## Aim of the exercise
Render the portion of the data that opens with the line containing "Could you help me find the nose" and continues through the end of the data as a numbered list, omitting any blank lines.

## Available data
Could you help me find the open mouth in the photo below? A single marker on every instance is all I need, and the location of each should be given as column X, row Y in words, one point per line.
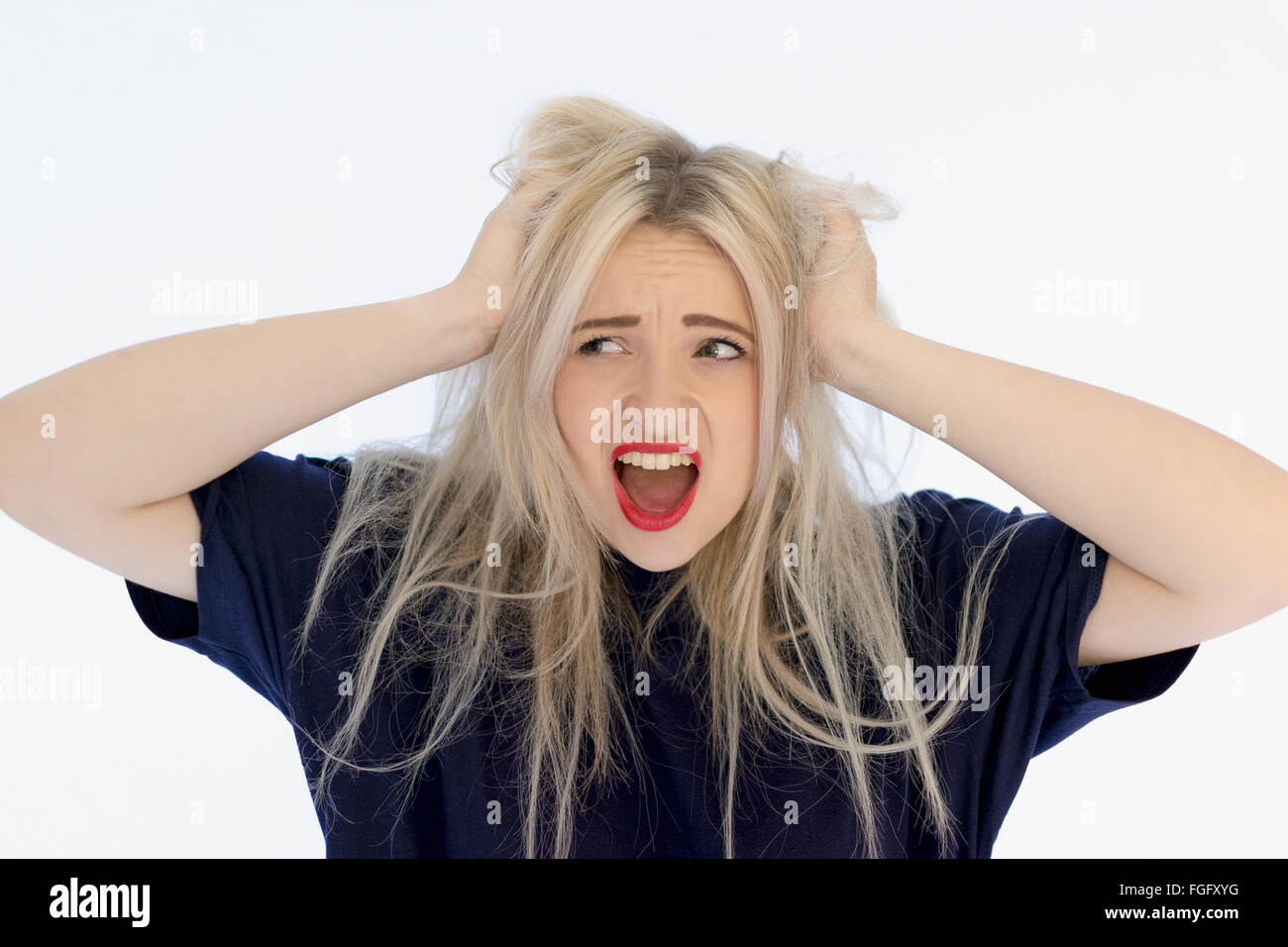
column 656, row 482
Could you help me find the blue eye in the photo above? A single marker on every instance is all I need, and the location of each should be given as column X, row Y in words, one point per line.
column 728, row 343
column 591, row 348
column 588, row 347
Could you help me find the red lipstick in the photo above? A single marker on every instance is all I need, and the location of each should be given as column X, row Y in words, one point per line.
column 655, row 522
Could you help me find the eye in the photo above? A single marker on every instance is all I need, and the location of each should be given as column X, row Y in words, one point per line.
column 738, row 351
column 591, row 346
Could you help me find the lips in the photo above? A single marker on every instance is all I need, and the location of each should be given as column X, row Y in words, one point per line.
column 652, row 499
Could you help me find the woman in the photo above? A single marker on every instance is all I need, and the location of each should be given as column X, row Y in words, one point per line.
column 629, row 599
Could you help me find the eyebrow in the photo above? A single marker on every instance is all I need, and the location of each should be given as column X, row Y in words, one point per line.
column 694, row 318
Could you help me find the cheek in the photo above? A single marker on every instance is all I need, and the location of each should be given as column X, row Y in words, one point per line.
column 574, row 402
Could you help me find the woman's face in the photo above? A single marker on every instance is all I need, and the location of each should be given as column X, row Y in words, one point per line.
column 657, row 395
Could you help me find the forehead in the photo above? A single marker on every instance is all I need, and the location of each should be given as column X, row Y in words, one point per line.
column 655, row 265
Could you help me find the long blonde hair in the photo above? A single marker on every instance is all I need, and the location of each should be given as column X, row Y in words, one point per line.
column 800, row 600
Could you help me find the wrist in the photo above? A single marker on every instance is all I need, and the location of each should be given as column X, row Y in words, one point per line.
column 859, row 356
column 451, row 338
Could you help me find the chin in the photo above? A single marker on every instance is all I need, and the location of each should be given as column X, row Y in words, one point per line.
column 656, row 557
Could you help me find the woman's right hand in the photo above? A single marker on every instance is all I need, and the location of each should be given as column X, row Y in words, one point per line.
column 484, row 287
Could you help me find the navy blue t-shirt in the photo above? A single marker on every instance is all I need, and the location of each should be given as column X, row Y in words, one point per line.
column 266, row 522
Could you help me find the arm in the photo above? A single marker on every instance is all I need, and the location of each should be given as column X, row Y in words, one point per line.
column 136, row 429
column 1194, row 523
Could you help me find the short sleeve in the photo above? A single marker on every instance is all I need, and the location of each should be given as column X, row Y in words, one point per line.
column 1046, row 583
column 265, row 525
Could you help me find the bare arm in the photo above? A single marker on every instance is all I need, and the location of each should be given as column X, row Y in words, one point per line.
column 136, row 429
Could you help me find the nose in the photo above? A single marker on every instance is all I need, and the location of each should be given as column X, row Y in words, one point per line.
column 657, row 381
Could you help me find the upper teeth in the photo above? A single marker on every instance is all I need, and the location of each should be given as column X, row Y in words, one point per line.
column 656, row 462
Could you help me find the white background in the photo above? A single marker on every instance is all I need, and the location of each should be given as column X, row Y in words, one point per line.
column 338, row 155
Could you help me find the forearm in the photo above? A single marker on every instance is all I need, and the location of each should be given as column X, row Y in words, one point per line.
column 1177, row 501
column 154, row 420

## Exercise solution
1. Could you help me find the nose in the photo above? A single marker on every instance is all I need, and the location of each should be given as column X, row Y in words, one point per line.
2. column 657, row 381
3. Could you help me find the upper teeth in the photo above? A single marker on every instance is all I need, and the location of each should be given as column X, row Y in words, one point per line.
4. column 656, row 462
5. Could you help me find the white background in the photo above? A single marker on every instance is all I need, and the location of each should be given as column X, row Y in words, one point per line.
6. column 338, row 155
7. Could you help me find the forearm in the photo above? A single marker on every instance is all I need, and the location of each should be given as column X, row Y in words, one point per line.
8. column 1177, row 501
9. column 154, row 420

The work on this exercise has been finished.